## THE EXERCISE
Please swap "Target" for "Object" everywhere in the listing below, and leave every other line unchanged.

## SUPPLIED MATERIAL
★ ★ ★

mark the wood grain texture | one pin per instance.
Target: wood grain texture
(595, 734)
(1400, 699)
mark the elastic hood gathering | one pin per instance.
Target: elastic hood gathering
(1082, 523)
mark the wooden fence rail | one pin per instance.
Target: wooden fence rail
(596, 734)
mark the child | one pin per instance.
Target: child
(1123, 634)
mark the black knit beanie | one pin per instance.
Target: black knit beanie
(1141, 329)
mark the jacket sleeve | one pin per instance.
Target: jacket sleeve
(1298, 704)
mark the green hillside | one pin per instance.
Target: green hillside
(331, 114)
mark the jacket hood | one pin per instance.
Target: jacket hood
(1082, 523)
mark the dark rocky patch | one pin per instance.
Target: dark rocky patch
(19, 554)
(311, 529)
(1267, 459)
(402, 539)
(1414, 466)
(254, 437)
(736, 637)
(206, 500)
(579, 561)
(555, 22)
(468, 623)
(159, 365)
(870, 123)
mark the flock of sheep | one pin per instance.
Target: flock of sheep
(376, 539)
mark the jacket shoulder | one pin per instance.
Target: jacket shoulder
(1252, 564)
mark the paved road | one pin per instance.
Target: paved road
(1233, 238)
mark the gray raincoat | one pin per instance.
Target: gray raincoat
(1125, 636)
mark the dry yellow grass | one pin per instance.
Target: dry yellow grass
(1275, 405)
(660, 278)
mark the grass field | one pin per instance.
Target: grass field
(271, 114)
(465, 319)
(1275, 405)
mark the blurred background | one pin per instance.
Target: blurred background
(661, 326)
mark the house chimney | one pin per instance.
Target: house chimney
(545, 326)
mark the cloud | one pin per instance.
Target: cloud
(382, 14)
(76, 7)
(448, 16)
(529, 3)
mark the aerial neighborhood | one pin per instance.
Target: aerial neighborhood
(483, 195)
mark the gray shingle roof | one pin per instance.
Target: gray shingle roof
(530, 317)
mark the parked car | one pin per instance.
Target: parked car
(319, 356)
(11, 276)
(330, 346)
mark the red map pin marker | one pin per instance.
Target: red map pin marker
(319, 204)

★ ★ ★

## SOLUTION FOR THIS PROBLEM
mark the wood grain texture | one pin per instance.
Object: wood grain texture
(595, 734)
(1400, 699)
mark the elastic hood gathering | one pin per instance.
Object: elastic hood gathering
(1082, 523)
mark the wooden fence rail | one pin per instance.
Object: wooden fence rail
(596, 734)
mark the child | one pin per instance.
Object: child
(1123, 634)
mark the black knit beanie | one pin per instance.
Object: black knit beanie
(1141, 329)
mark the jacket sleeve | one pin per instance.
Object: jacket sleeve
(1298, 704)
mark the green hillside | one pin per instance.
Object: green hillside
(331, 114)
mark the jacket hood | one pin per instance.
Object: jacket hood
(1082, 523)
mark the dark rocky patch | one pin per instance.
Object: dark rocky patch
(19, 554)
(311, 529)
(1267, 459)
(402, 539)
(1414, 466)
(254, 437)
(736, 637)
(206, 500)
(579, 561)
(555, 22)
(468, 623)
(159, 365)
(870, 123)
mark the flock of sheep | one pin per instance.
Object: flock of sheep
(376, 539)
mark the jacket shoulder | one pin per instance.
Object: jacket shoulder
(1252, 564)
mark the paved road | one pin per instance.
Object: paved road
(1233, 238)
mark the gray raincoat | one pin per instance.
Object: gray raincoat
(1125, 636)
mark the dry yellow grass | one pin per instance.
Object: dry yellow grass
(1275, 405)
(660, 278)
mark the grass field | one pin per instance.
Object: grass field
(271, 114)
(465, 319)
(1275, 405)
mark the blurred background | one pin per instance.
Object: blurred background
(661, 326)
mark the house chimney | one pin per instance.
Object: house chimney
(545, 326)
mark the cloud | one pin per instance.
Object: cloud
(382, 14)
(76, 7)
(448, 16)
(529, 3)
mark the aerial neighborhood | one pin per instance.
Object: aerial neighborhood
(483, 195)
mark the gray shingle roof | one pin per instance.
Object: gray shingle roof
(530, 317)
mark the parked car | one pin per instance.
Object: parked car
(319, 356)
(11, 276)
(330, 346)
mark the red map pin marker | one pin per instance.
Object: red map pin marker
(319, 204)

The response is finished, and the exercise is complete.